Referring expression data:
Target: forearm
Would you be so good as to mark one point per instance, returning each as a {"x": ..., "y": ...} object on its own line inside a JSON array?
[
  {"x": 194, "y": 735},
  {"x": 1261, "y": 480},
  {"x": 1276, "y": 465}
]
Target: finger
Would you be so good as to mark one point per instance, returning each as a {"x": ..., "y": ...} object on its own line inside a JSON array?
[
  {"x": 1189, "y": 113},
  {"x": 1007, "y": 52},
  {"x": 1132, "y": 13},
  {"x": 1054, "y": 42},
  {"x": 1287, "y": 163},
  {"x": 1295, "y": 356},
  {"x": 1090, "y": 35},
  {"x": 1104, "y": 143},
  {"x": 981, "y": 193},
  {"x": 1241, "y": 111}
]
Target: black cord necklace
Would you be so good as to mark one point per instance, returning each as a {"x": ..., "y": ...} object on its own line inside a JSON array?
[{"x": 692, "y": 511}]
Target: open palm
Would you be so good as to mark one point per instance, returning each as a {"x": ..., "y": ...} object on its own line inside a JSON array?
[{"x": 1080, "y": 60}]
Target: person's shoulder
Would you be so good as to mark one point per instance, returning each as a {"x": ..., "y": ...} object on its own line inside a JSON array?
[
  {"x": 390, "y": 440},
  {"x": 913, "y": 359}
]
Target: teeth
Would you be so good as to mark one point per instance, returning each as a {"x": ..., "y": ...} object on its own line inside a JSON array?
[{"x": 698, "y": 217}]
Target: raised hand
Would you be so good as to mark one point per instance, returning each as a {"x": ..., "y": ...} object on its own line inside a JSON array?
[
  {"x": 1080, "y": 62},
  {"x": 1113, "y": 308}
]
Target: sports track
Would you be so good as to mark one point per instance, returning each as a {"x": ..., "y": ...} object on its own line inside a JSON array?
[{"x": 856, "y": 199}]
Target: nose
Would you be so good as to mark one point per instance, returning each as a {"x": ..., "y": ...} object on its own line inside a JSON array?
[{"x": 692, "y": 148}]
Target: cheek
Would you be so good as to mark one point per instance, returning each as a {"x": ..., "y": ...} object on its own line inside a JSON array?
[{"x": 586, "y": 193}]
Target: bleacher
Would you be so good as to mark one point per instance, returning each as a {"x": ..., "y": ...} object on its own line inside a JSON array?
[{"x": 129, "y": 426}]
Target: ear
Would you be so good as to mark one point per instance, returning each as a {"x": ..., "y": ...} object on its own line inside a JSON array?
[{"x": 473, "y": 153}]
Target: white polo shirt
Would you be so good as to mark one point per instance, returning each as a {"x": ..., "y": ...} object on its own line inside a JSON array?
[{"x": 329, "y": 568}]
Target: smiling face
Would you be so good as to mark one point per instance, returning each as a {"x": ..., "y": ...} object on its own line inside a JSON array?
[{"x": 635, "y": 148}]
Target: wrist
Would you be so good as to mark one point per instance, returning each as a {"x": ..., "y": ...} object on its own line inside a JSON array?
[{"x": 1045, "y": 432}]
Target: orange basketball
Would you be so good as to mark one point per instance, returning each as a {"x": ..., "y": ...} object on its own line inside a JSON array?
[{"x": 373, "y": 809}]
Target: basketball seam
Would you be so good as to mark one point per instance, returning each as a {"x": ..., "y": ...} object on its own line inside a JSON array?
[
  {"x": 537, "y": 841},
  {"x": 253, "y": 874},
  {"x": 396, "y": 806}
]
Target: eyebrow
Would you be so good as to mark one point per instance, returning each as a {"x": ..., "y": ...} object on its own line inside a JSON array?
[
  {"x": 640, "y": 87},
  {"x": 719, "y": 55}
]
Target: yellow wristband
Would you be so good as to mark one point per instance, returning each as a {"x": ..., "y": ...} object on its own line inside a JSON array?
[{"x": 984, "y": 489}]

■ **Exercise directions**:
Locate the lines above that hold the word "basketball". Show every one of them.

■ **Result below**:
Target: orange basketball
Target: basketball seam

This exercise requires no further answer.